Entnehmen Sie sämtliche Zeilen unten und geben Sie jede unverändert wieder.

━━ ZEILEN

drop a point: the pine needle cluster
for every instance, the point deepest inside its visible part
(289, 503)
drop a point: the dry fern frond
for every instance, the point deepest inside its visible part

━━━━

> **LÖSUNG**
drop a point: the pine needle cluster
for every instance, the point deepest inside its visible part
(289, 503)
drop a point: the dry fern frond
for every instance, the point deepest inside its visible part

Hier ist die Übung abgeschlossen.